(Point-per-instance localization data)
########

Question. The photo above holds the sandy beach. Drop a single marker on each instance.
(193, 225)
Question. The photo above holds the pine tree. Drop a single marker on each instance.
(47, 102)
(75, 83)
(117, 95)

########

## Action item
Repeat each entry word for word.

## Written response
Question. The photo above holds the sandy beach. Drop a single marker on each instance.
(193, 225)
Question. The photo above holds the pine tree. Drop a single marker on each instance.
(47, 102)
(75, 83)
(117, 95)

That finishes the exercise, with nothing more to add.